───── Data records ─────

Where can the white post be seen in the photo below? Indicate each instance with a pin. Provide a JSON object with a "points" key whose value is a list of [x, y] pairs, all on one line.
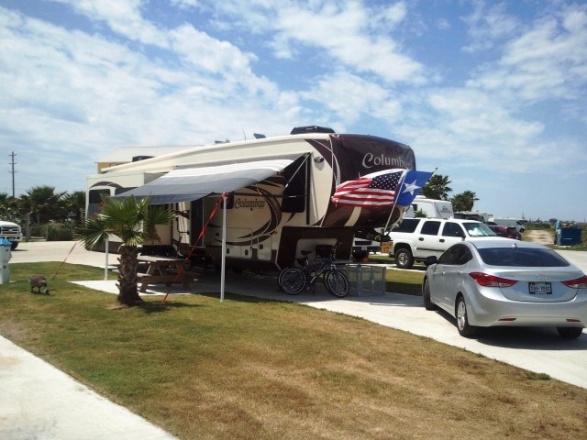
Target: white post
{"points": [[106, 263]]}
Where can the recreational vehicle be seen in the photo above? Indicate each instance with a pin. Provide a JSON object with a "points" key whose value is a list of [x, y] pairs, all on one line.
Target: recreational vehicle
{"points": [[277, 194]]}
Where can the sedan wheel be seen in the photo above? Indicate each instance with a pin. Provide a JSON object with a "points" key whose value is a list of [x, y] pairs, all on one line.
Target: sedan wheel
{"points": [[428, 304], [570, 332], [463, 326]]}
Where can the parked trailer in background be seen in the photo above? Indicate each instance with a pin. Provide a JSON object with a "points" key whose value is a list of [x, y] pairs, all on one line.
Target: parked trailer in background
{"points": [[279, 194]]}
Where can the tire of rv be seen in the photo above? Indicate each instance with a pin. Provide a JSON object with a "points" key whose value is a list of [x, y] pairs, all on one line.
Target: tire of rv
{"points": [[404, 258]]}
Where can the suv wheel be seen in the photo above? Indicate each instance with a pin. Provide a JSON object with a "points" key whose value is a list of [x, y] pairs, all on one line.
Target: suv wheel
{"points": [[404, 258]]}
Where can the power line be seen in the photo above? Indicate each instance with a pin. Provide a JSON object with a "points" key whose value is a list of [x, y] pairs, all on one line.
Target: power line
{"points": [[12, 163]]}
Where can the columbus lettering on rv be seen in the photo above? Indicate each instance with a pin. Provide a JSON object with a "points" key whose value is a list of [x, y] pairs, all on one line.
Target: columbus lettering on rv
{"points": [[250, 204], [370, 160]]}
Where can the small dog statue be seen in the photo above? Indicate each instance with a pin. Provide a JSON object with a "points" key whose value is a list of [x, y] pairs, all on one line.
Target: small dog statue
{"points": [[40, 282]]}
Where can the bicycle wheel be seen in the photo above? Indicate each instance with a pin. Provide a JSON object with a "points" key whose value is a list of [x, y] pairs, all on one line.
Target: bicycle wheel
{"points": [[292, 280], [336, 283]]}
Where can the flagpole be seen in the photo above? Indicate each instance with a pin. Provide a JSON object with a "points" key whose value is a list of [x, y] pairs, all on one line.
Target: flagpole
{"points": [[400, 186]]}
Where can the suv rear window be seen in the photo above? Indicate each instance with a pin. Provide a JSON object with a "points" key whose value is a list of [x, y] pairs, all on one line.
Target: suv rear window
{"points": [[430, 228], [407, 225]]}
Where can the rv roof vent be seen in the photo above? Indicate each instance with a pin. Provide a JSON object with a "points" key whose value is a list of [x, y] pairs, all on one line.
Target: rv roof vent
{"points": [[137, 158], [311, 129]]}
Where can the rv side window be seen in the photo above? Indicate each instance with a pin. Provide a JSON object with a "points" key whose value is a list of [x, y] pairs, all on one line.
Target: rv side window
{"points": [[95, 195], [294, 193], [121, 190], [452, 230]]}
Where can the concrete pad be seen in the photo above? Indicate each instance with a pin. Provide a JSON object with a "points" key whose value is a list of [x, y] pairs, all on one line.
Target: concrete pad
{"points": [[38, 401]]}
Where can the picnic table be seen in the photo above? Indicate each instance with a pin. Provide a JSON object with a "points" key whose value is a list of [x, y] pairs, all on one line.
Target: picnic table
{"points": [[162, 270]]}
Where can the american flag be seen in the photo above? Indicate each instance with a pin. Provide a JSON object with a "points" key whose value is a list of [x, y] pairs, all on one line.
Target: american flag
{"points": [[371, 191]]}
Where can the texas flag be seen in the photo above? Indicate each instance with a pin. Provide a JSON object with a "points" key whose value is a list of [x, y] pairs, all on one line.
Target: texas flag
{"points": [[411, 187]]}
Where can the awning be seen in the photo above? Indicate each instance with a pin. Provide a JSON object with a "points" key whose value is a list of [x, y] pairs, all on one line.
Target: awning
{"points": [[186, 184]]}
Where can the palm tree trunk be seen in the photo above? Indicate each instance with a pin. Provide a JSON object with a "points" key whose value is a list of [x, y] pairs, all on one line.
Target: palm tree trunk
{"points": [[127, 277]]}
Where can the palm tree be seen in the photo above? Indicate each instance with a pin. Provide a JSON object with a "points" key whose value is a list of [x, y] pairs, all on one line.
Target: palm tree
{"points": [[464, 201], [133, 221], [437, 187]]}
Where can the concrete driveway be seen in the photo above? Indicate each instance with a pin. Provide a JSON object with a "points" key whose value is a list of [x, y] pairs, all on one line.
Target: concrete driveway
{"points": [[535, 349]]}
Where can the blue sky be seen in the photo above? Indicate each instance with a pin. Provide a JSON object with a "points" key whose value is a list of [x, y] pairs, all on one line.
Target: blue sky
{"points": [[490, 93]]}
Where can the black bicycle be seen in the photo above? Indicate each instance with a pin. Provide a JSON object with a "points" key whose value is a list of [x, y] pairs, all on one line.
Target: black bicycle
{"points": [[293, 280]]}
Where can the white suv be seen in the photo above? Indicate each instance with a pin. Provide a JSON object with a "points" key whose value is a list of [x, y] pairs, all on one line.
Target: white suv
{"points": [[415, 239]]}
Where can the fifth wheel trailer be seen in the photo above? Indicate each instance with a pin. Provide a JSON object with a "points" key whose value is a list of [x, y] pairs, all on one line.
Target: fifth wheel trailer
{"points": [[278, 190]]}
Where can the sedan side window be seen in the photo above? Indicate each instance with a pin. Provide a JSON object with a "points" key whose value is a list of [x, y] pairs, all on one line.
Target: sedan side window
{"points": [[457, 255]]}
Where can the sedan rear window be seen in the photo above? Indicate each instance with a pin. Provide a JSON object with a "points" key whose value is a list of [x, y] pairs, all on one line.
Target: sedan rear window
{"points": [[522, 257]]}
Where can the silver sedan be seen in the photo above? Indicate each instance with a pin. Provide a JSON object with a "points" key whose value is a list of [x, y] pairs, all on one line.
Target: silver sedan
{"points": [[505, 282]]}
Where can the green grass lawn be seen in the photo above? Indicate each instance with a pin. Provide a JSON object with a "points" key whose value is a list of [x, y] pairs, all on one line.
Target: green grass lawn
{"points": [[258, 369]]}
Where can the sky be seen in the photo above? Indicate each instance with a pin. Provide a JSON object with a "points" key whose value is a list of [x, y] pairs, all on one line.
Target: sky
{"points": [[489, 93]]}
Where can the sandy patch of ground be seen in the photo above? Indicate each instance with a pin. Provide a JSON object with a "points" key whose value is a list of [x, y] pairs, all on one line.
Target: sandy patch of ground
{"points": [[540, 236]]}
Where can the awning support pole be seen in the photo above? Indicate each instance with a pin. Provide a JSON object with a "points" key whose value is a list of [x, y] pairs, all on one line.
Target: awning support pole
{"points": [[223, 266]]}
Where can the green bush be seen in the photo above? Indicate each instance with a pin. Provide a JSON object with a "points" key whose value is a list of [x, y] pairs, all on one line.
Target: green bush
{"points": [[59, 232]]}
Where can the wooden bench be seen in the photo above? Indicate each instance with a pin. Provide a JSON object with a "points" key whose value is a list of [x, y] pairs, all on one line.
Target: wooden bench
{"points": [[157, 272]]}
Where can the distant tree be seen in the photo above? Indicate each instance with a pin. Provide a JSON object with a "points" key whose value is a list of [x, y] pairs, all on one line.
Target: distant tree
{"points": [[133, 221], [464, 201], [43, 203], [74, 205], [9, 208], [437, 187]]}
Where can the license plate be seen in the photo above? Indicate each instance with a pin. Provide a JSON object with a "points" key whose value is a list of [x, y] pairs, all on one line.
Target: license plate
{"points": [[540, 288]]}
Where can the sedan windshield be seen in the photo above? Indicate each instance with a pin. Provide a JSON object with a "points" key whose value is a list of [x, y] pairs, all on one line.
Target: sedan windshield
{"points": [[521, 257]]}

─────

◆ **What the exercise asks**:
Reproduce each line exactly as it appears, omitting the pictures.

◆ **Solution to this task**:
Where can the white post be seen in the photo below? Indicate each instance with a pin. Provide a JSON object with a "points" key whose value is a list of [x, y] pairs, all on one line.
Target: white post
{"points": [[106, 263]]}
Where can the recreational vehicle be seen in the photo above? Indicate each instance with a pin. Provide a JSON object with a "points" key whose value is a list of [x, y] pairs, all on one line.
Target: recreational vehicle
{"points": [[277, 194]]}
Where can the sedan wheel be seen in the photo above? Indicate each instance with a pin. Provide a JSON object with a "points" key whose value is a list of [x, y] pairs, all on one line.
Target: sedan wheel
{"points": [[428, 304], [570, 332], [463, 326]]}
Where can the parked trailer in background be seen in the photo above? Indicate each instance with a pin. Provide a JSON object with a "points" key whose value is a list of [x, y] pairs, all on one line.
Target: parked trailer in background
{"points": [[279, 194]]}
Where can the tire of rv be seen in the photo above? Indicate each instance with a pin. Provide a JSON object with a "points" key whose value is a list of [x, y] pairs, all on one line.
Target: tire of rv
{"points": [[404, 258]]}
Where can the suv wheel be seen in the photo above? Indicate each instance with a pin. Provide a JSON object with a "points" key whose value is a list of [x, y] pairs, all on one line.
Target: suv wheel
{"points": [[404, 258]]}
Where can the power line be seen in the photo above? Indicate each instance with a pin. Provide a JSON object with a "points" key whose value is a list of [x, y] pairs, all on one line.
Target: power line
{"points": [[12, 163]]}
Where can the columbus lettering on rv be seen in the photo above? Indicate each instance with a pin. Provide a JSON object with a "points" key whose value is a list of [x, y] pairs, all on one line.
Target: columbus lettering on rv
{"points": [[250, 204], [370, 160]]}
Where can the small dog statue be seen in the photo above? Indicate each instance with a pin. Provide a JSON object with a "points" key whose value is a list of [x, y] pairs, all on one line.
Target: small dog statue
{"points": [[40, 282]]}
Where can the bicycle wheel be seen in the photo above? Indicate each instance with a pin. Provide a JSON object with a "points" key whose value is a list of [x, y] pairs, all on one line.
Target: bicycle wheel
{"points": [[292, 280], [336, 283]]}
Where can the flagpole be seen in the photo above? Indicate each instance with a pin. Provide a JSON object with a "points" key whose value is a list of [x, y] pairs, all on one line.
Target: flagpole
{"points": [[400, 186]]}
Where can the suv rear window be seen in the photo above? Indicate each instance with a pin. Provide a JSON object with a "points" key whose value is a list of [x, y] pairs, all on one line.
Target: suv rear window
{"points": [[430, 228], [407, 225]]}
Where can the rv roof vent be seen in the photo above? Indicate each instance with a pin. Provide a JSON object with a "points" key whose value is a list of [x, y] pairs, all on one line.
Target: rv roof vent
{"points": [[137, 158], [311, 129]]}
Where can the rv side window be seen in the photo above? Indicate each instance with a pin. Provide a JSON object with a "points" key whose value is a list of [x, y] pairs, all on one line.
Target: rv side window
{"points": [[95, 195], [294, 193], [121, 190], [452, 230]]}
Where can the concrete pad be seen in the photo above? Indicate each instance with a pin. Provide a JSON object with a "points" key whose value is a list of [x, y] pairs, all on one line.
Target: concrete pad
{"points": [[38, 401]]}
Where can the picnic table be seen in the photo above? Indicate each instance with a pin. Provide a JSON object with a "points" key whose value is a list of [x, y] pairs, all on one line.
Target: picnic table
{"points": [[162, 270]]}
Where can the american flag be seen in the photo above? Indicate each instance with a pin. Provide a JSON object with a "points" key whose value is a list of [x, y] pairs, all on one line.
Target: american flag
{"points": [[371, 191]]}
Where can the texas flag be seen in the photo above? Indicate each instance with a pin. Provide a JSON object with a "points" key whose value is a list of [x, y] pairs, all on one line.
Target: texas flag
{"points": [[411, 187]]}
Where can the awning be seen in the photo above? Indicate each instance with a pin. Provide a JSON object with a "points" key whose value is a list of [x, y] pairs, all on one line.
Target: awning
{"points": [[186, 184]]}
Where can the palm tree trunk be seen in the photo above? Indicate each instance with a pin. Provide a JSON object with a "points" key whose value is a list of [x, y] pairs, all on one line.
Target: palm tree trunk
{"points": [[127, 277]]}
Where can the palm tree be seen in the photo above? Indicate each instance with a pin. Provide a JSON object with a "points" key whose value is a list of [x, y] pairs, all on one line.
Target: palm tree
{"points": [[464, 201], [133, 221], [437, 187]]}
Where can the concrete driveway be seen in the photo above? Indicate each instance with a pin. Provide a JSON object with a "points" key whose value is a list of [x, y] pairs, all on one line.
Target: concrete driveway
{"points": [[535, 349]]}
Where can the blue sky be seen in the photo above? Indicate each instance with a pin. Provide a JSON object with a "points" key whose value is a list of [x, y] pairs, all on one line.
Target: blue sky
{"points": [[490, 93]]}
Where can the black bicycle be seen in the photo above? Indicate each instance with a pin. Provide a JSON object with a "points" key whose value is a list of [x, y] pairs, all on one line.
Target: black bicycle
{"points": [[293, 280]]}
Where can the white suv be seen in the photo above? Indicate each instance with a pin. Provide a JSON object with a "points" key whose value is a list of [x, y] pairs, all on one line.
Target: white suv
{"points": [[415, 239]]}
Where can the fifth wheel trailer be seen in the photo above? Indicate each instance with a pin. Provide a JSON object with a "points" key whose value is a list of [x, y] pairs, all on one line.
Target: fifth wheel trailer
{"points": [[278, 190]]}
Where can the sedan side window be seen in the photo above? Indicate each instance with a pin. Provide a JSON object with a "points" key whose value is a list of [x, y] pairs, all on one line.
Target: sedan side window
{"points": [[457, 255]]}
Where can the sedan rear window be seen in the photo above? Indicate each instance with a pin. Provide a JSON object with a "points" key whose value is a list of [x, y] pairs, all on one line.
Target: sedan rear window
{"points": [[522, 257]]}
Where can the silver sedan be seen in the photo above? Indicate each instance with a pin. Provide a JSON object with a "points" key whose value is a list of [x, y] pairs, all on one line.
Target: silver sedan
{"points": [[505, 282]]}
Where can the green grass lawn be seen in the photo above? Indicate each instance with a pin. Provide a JSON object with a "points" key whose value is a list of [x, y] pairs, all on one line.
Target: green grass lawn
{"points": [[258, 369]]}
Where can the sky be seen in the photo above? Indicate each instance with a pin. Provide a JSON object with a "points" key whose value is a list of [x, y] pairs, all on one line.
Target: sky
{"points": [[489, 93]]}
Where can the sandy patch of ground be seen in the photo above? Indicate each instance with a pin. Provide a JSON object with a "points" key whose value is a list of [x, y] pairs, all on one line.
Target: sandy patch of ground
{"points": [[540, 236]]}
Where can the awning support pole be seen in the photo above? Indicate each instance with a pin. Provide a JSON object with a "points" key whose value is a list of [x, y] pairs, all on one line.
Target: awning support pole
{"points": [[223, 266]]}
Where can the green bush be seen in the photo above? Indicate each instance with a pin. Provide a JSON object with a "points" key whose value is a list of [x, y] pairs, all on one line.
Target: green bush
{"points": [[59, 232]]}
Where can the wooden bench be seen in the photo above? Indicate each instance with a pin. Provide a JSON object with a "points" key whose value is a list of [x, y] pairs, all on one line.
Target: wooden bench
{"points": [[157, 272]]}
Where can the distant tree be seen in the photo above? Indicate each instance with a pin. Provide a JSON object with a "points" key whose value is a list of [x, y] pairs, all on one line.
Target: distant tree
{"points": [[133, 221], [464, 201], [43, 203], [74, 205], [9, 208], [437, 187]]}
Where can the license plate be seen in the photo above? Indicate each instance with a pin. Provide a JSON object with a "points" key whose value is a list of [x, y] pairs, all on one line.
Target: license plate
{"points": [[540, 288]]}
Where can the sedan windshield be seen in the photo above? Indicate each instance with a pin. Provide a JSON object with a "points" key whose value is a list of [x, y] pairs, all on one line.
Target: sedan windshield
{"points": [[521, 257]]}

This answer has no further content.